§ **WHAT TO DO**:
Pull every line from the records that contains the word "task", treating uppercase and lowercase as different.

§ **DATASET**:
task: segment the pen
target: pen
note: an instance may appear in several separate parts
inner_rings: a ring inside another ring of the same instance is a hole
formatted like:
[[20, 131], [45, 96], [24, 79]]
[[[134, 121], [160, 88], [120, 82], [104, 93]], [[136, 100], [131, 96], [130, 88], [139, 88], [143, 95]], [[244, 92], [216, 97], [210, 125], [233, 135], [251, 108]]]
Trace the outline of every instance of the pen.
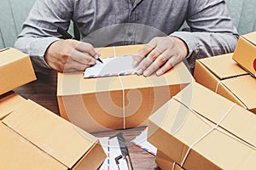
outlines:
[[[72, 35], [70, 35], [67, 31], [66, 31], [61, 26], [58, 26], [57, 32], [60, 33], [63, 37], [63, 39], [74, 39], [74, 37]], [[98, 58], [96, 60], [98, 61], [100, 61], [101, 63], [103, 63], [103, 61], [100, 58]]]

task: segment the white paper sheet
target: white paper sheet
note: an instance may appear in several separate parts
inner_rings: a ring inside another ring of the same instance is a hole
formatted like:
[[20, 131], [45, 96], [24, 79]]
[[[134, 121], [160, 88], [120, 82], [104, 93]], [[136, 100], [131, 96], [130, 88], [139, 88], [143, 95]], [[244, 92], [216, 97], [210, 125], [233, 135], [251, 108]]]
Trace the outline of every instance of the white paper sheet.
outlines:
[[[108, 137], [99, 138], [100, 143], [107, 155], [107, 158], [100, 167], [100, 170], [119, 170], [115, 158], [122, 155], [119, 144], [117, 138], [108, 139]], [[128, 170], [125, 160], [120, 159], [119, 161], [119, 169]]]
[[137, 68], [132, 66], [133, 59], [130, 55], [121, 57], [110, 57], [102, 60], [84, 72], [84, 78], [95, 78], [100, 76], [125, 76], [136, 74]]
[[136, 144], [137, 146], [142, 148], [147, 152], [156, 156], [157, 148], [152, 145], [147, 140], [148, 136], [148, 128], [146, 128], [143, 132], [141, 132], [133, 140], [131, 140], [131, 144]]

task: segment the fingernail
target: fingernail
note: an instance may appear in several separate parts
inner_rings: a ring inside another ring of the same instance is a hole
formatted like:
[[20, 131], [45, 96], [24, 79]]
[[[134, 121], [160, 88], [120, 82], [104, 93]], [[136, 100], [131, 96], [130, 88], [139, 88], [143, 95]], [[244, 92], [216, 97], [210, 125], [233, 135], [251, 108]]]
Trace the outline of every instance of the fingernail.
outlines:
[[144, 72], [143, 72], [143, 75], [144, 75], [145, 76], [149, 76], [149, 71], [144, 71]]
[[156, 71], [155, 74], [156, 74], [156, 76], [161, 76], [163, 74], [163, 72], [160, 70], [159, 70], [159, 71]]
[[139, 69], [137, 71], [137, 74], [138, 75], [142, 75], [143, 74], [143, 69]]

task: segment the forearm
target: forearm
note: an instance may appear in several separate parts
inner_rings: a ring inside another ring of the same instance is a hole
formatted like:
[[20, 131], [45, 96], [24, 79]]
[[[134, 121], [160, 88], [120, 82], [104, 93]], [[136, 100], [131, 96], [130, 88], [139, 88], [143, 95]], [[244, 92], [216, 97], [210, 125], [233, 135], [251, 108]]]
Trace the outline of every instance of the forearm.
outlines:
[[187, 61], [194, 68], [195, 60], [232, 53], [238, 40], [237, 34], [214, 32], [174, 32], [171, 36], [183, 40], [188, 46]]
[[44, 54], [48, 47], [54, 42], [59, 40], [57, 37], [19, 37], [15, 48], [29, 54], [36, 71], [45, 72], [49, 70], [44, 60]]
[[238, 40], [224, 0], [190, 0], [187, 23], [191, 32], [173, 32], [186, 42], [187, 60], [193, 69], [196, 59], [234, 51]]
[[30, 54], [36, 71], [49, 70], [44, 60], [45, 52], [51, 43], [61, 38], [57, 27], [68, 28], [71, 9], [67, 0], [40, 0], [32, 7], [15, 48]]

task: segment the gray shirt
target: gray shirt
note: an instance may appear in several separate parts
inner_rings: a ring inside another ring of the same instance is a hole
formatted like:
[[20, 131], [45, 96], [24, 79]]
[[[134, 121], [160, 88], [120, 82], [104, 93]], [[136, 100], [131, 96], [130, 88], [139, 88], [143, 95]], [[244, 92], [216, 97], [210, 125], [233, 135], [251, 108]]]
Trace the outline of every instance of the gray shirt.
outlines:
[[[15, 47], [31, 55], [36, 71], [49, 69], [47, 48], [61, 38], [57, 27], [78, 23], [95, 47], [147, 43], [172, 35], [183, 40], [193, 68], [196, 59], [230, 53], [238, 34], [224, 0], [38, 0]], [[189, 31], [177, 31], [184, 21]]]

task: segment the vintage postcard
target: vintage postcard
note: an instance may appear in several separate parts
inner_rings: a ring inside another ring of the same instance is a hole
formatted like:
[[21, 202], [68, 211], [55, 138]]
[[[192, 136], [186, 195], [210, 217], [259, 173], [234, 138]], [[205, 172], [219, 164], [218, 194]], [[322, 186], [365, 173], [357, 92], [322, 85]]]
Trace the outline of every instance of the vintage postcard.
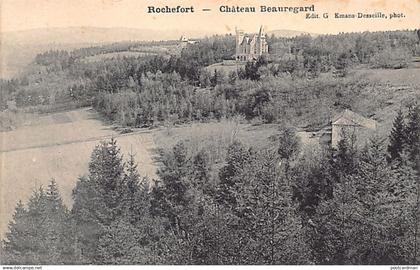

§ **THE RESULT**:
task: segment the pen
task: segment the white paper sheet
task: segment the fingernail
task: segment the forearm
task: segment the gray shirt
task: segment the vintage postcard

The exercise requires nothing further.